Output every record word for word.

::::::::::

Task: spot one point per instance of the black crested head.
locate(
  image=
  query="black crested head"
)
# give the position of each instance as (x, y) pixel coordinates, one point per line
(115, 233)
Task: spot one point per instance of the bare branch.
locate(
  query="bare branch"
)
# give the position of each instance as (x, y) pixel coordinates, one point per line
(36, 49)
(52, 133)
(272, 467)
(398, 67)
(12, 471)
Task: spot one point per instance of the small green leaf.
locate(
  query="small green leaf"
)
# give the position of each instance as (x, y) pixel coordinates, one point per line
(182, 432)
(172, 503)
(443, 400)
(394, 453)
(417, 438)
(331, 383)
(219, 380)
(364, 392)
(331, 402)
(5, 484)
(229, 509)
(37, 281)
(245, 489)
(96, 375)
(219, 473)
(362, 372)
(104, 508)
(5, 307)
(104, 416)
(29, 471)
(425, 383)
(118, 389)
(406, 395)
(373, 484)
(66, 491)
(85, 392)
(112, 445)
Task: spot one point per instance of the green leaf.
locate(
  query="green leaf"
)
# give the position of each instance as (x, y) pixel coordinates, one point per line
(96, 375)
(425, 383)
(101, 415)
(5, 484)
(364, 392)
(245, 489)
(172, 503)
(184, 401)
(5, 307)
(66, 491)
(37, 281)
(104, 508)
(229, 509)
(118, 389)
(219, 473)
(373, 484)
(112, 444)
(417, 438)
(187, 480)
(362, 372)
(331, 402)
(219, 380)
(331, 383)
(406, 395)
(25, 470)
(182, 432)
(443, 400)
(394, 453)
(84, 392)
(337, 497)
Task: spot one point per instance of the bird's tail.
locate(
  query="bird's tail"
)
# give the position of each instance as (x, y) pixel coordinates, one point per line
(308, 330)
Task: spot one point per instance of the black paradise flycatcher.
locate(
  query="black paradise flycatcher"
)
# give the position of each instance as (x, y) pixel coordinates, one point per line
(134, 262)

::::::::::

> _RESULT OF THIS EXERCISE_:
Task: spot one point per instance of the black crested head.
locate(
  image=
  query="black crested head"
)
# give the position of each instance as (x, y) pixel coordinates, one point per line
(115, 233)
Task: spot one point per instance of the bare branch.
locate(
  query="bare branch"
)
# give the position of each instance as (x, y) pixel coordinates, one point per line
(36, 49)
(52, 133)
(272, 467)
(398, 67)
(12, 471)
Task: spot one point per instance of the small green leaf.
locate(
  query="small green leaf"
)
# give the position of each instance as (x, y) pixel coordinates, one point per line
(182, 432)
(172, 503)
(443, 400)
(394, 453)
(417, 438)
(331, 383)
(219, 380)
(364, 392)
(331, 402)
(5, 484)
(229, 509)
(37, 281)
(245, 489)
(96, 375)
(219, 473)
(362, 372)
(104, 508)
(5, 307)
(104, 416)
(29, 471)
(425, 383)
(118, 389)
(406, 395)
(373, 484)
(66, 491)
(85, 392)
(112, 445)
Task: spot one point per instance of the green leaf.
locate(
  query="green leaf"
)
# give the position of each instance as (x, y) pixel coordinates, one point per line
(96, 375)
(425, 383)
(101, 415)
(5, 484)
(364, 392)
(245, 489)
(172, 503)
(184, 401)
(5, 307)
(66, 491)
(37, 281)
(104, 508)
(229, 509)
(118, 389)
(219, 473)
(373, 484)
(112, 444)
(417, 438)
(187, 480)
(362, 372)
(331, 402)
(219, 380)
(331, 383)
(406, 395)
(25, 470)
(182, 432)
(443, 400)
(394, 453)
(84, 392)
(337, 497)
Task: spot one point per instance of the bird's tail.
locate(
  query="bird's tail"
)
# give the position of each instance as (x, y) pixel coordinates, one point per line
(308, 330)
Task: spot one point per instance of the black paradise flycatcher.
locate(
  query="black paradise flycatcher"
)
# give the position of each instance as (x, y) pixel coordinates, one point per line
(134, 262)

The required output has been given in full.